◆ Work task ◆
Please copy each line below that contains the string "before".

◆ Source data ◆
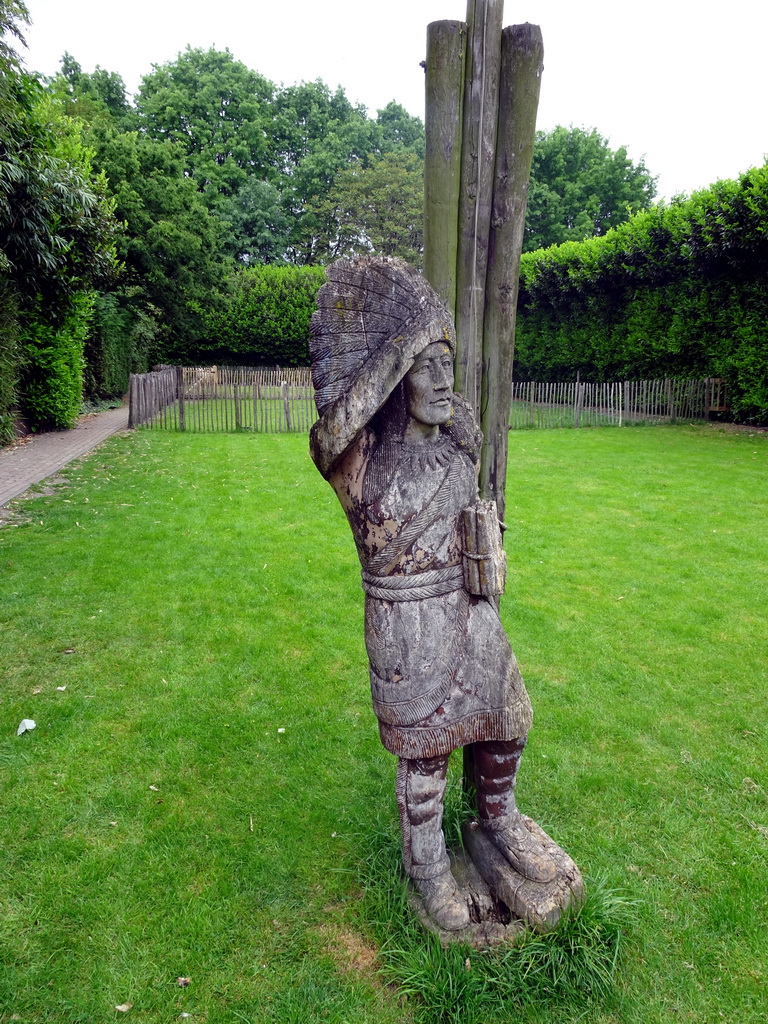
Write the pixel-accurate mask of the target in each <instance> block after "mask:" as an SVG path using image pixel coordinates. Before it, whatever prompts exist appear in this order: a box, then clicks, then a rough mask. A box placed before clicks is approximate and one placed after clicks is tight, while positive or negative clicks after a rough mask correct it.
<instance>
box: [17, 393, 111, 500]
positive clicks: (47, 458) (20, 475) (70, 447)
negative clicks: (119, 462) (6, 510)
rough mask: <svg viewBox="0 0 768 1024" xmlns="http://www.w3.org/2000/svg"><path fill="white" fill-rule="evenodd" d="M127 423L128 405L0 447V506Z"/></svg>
mask: <svg viewBox="0 0 768 1024" xmlns="http://www.w3.org/2000/svg"><path fill="white" fill-rule="evenodd" d="M127 427H128V407H127V406H121V407H120V409H109V410H106V412H104V413H91V414H90V415H89V416H82V417H81V418H80V420H79V422H78V424H77V426H76V427H73V429H72V430H53V431H51V432H50V433H46V434H35V435H33V436H31V437H26V438H24V439H23V440H20V441H18V442H17V443H15V444H13V445H11V447H9V449H3V450H2V451H0V508H2V506H3V505H6V504H7V503H8V502H9V501H11V500H12V499H13V498H18V496H19V495H23V494H24V493H25V490H27V488H28V487H31V486H32V484H33V483H39V482H40V480H44V479H45V478H46V477H48V476H53V474H54V473H57V472H58V470H59V469H62V468H63V467H65V466H66V465H67V464H68V463H70V462H72V460H73V459H77V458H78V457H79V456H81V455H85V453H86V452H90V451H91V449H93V447H95V446H96V444H99V443H100V442H101V441H102V440H104V439H105V438H106V437H110V436H111V435H112V434H115V433H117V432H118V430H125V429H127Z"/></svg>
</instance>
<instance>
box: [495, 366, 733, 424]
mask: <svg viewBox="0 0 768 1024" xmlns="http://www.w3.org/2000/svg"><path fill="white" fill-rule="evenodd" d="M727 408H728V404H727V395H726V391H725V383H724V382H723V381H722V380H720V378H713V377H709V378H700V379H689V380H677V379H672V378H666V379H663V380H649V381H614V382H612V383H607V384H589V383H586V382H581V381H569V382H561V383H556V384H545V383H541V382H539V381H518V382H515V383H514V384H513V394H512V406H511V409H510V419H509V424H510V429H512V430H515V429H518V430H519V429H523V428H525V427H596V426H620V427H621V426H622V425H623V424H627V423H672V422H674V421H676V420H706V419H709V418H710V415H711V414H712V413H714V412H724V411H726V410H727Z"/></svg>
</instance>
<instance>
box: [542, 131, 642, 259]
mask: <svg viewBox="0 0 768 1024" xmlns="http://www.w3.org/2000/svg"><path fill="white" fill-rule="evenodd" d="M655 191H656V179H655V178H653V177H651V175H650V174H649V173H648V171H647V169H646V167H645V164H644V163H643V161H642V160H641V161H640V163H639V164H637V166H635V165H634V164H633V163H632V161H631V160H630V159H629V158H628V157H627V147H626V146H624V145H623V146H620V147H618V150H616V151H615V152H614V151H612V150H610V148H609V146H608V143H607V140H606V139H604V138H603V137H602V136H601V135H600V134H598V132H597V130H596V129H594V128H593V129H592V130H591V131H585V130H584V129H583V128H573V127H572V126H571V127H570V128H563V127H562V125H558V126H557V127H556V128H554V129H553V130H552V131H551V132H544V131H539V132H537V134H536V145H535V147H534V164H532V167H531V170H530V184H529V188H528V205H527V213H526V216H525V239H524V245H523V248H524V249H525V250H526V251H529V250H534V249H544V248H546V247H548V246H554V245H559V244H561V243H563V242H581V241H582V240H583V239H587V238H590V237H591V236H593V234H605V232H606V231H607V230H608V229H609V228H610V227H615V226H616V225H617V224H620V223H622V222H623V221H625V220H627V219H628V218H629V217H630V216H631V215H632V214H633V213H637V212H638V211H639V210H647V209H648V207H649V206H650V202H651V200H652V199H653V197H654V196H655Z"/></svg>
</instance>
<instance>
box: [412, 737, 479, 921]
mask: <svg viewBox="0 0 768 1024" xmlns="http://www.w3.org/2000/svg"><path fill="white" fill-rule="evenodd" d="M446 768H447V757H446V756H445V757H437V758H423V759H421V760H410V759H404V758H401V759H400V761H399V764H398V767H397V804H398V806H399V810H400V823H401V825H402V856H403V860H404V863H406V870H407V871H408V873H409V874H410V876H411V879H412V881H413V883H414V885H415V886H416V888H417V890H418V891H419V893H420V894H421V896H422V898H423V900H424V905H425V907H426V910H427V913H428V914H429V916H430V918H431V919H432V921H434V923H435V924H436V925H437V926H438V928H441V929H443V930H444V931H449V932H456V931H460V930H461V929H463V928H466V927H467V926H468V925H469V909H468V908H467V903H466V900H465V899H464V898H463V897H462V894H461V891H460V889H459V886H458V885H457V883H456V879H455V878H454V876H453V874H452V872H451V862H450V860H449V856H447V853H446V851H445V838H444V836H443V834H442V801H443V797H444V795H445V770H446Z"/></svg>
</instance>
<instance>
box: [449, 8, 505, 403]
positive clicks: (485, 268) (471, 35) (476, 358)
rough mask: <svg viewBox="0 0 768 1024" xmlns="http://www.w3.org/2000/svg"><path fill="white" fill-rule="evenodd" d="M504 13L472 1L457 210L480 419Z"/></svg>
mask: <svg viewBox="0 0 768 1024" xmlns="http://www.w3.org/2000/svg"><path fill="white" fill-rule="evenodd" d="M503 16H504V0H468V3H467V61H466V72H465V76H464V110H463V128H462V169H461V191H460V196H459V209H458V217H459V251H458V258H457V283H456V335H457V353H456V387H457V390H458V391H459V392H460V393H461V394H463V395H464V396H465V398H467V399H468V401H469V403H470V404H471V406H472V409H473V410H474V411H475V415H476V416H477V419H478V420H479V419H480V390H481V378H482V322H483V316H484V311H485V273H486V269H487V258H488V236H489V231H490V210H492V205H493V191H494V164H495V153H496V133H497V123H498V111H499V75H500V70H501V39H502V19H503Z"/></svg>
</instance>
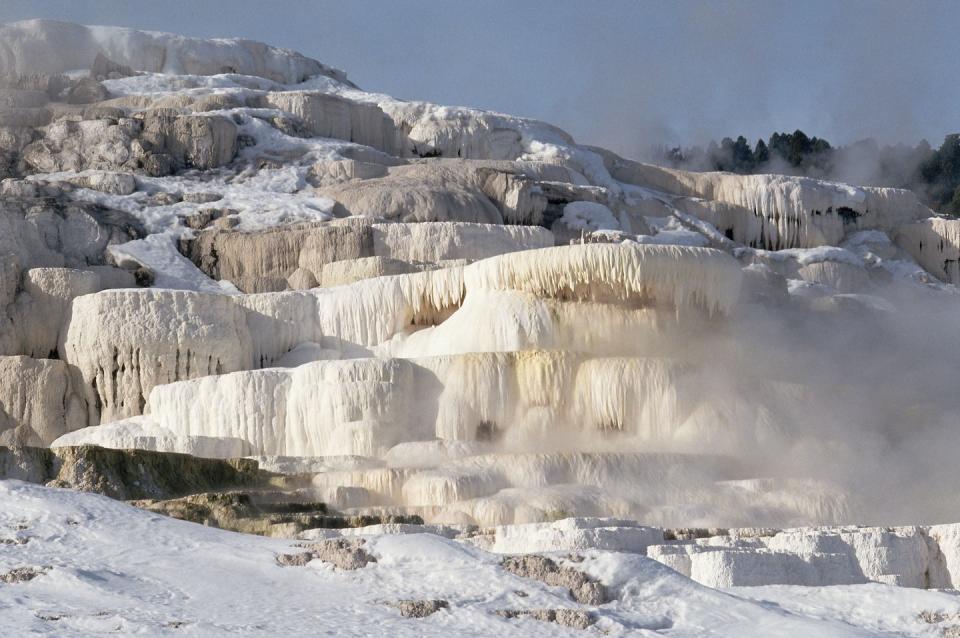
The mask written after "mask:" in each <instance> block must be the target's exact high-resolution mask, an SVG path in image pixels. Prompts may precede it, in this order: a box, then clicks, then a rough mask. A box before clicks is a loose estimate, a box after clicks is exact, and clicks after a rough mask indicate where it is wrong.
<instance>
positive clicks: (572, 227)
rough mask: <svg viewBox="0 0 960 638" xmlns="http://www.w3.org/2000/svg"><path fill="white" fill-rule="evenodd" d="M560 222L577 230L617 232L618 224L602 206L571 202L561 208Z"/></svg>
mask: <svg viewBox="0 0 960 638" xmlns="http://www.w3.org/2000/svg"><path fill="white" fill-rule="evenodd" d="M560 221H562V222H564V223H565V224H566V225H567V226H569V227H570V228H574V229H577V230H586V231H593V230H619V229H620V222H618V221H617V218H616V217H615V216H614V214H613V213H612V212H611V211H610V209H609V208H607V207H606V206H604V205H603V204H597V203H596V202H571V203H569V204H567V205H566V206H564V207H563V216H562V217H561V218H560Z"/></svg>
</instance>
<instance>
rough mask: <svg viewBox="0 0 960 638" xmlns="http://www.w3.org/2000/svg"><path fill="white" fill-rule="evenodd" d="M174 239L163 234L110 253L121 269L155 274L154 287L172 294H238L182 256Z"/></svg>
mask: <svg viewBox="0 0 960 638" xmlns="http://www.w3.org/2000/svg"><path fill="white" fill-rule="evenodd" d="M173 241H174V240H173V239H172V238H171V237H170V236H169V235H167V234H162V233H157V234H154V235H149V236H148V237H147V238H146V239H135V240H134V241H130V242H127V243H125V244H120V245H114V246H111V247H110V248H109V249H108V250H109V252H110V255H111V256H112V257H113V259H114V262H115V263H116V264H117V265H118V266H119V267H121V268H126V269H130V270H133V269H136V268H137V267H145V268H147V269H149V270H150V271H151V272H153V273H155V277H154V281H153V286H154V287H155V288H167V289H172V290H194V291H197V292H209V293H225V294H237V293H239V292H240V291H239V290H237V289H236V287H235V286H234V285H233V284H231V283H230V282H222V283H217V282H215V281H213V280H212V279H210V278H209V277H207V276H206V275H205V274H203V273H202V272H201V271H200V270H199V269H198V268H197V267H196V266H195V265H193V262H191V261H190V260H189V259H187V258H186V257H184V256H183V255H181V254H180V251H178V250H177V247H176V246H175V245H174V243H173Z"/></svg>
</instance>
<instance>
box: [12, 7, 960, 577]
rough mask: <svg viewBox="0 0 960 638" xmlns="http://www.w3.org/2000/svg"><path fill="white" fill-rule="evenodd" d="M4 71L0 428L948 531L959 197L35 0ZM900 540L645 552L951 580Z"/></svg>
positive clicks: (399, 474) (491, 483) (654, 550)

◆ Result for this task ◆
Write the pixel-accurate mask of the target in each <instance> block after "mask:" as an SVG path using image pixel coordinates. Before it, whatever prompts exist appear in this order: a box, then clicks, then a rough mask. A box placed before clicks is approximate and one placed after clicks is tight, while positive or negative clicks after a rough mask correct it.
The mask written after "mask:" in each <instance> block must be the target's exact high-resolution mask, an SVG path in image pixels. Prompts may precede it, in this order: a box, then clicks, then a rough mask. A box before clicks is a loose estimate, a box after clicks is exact, and clicks after a rough mask indicate where it is wrong.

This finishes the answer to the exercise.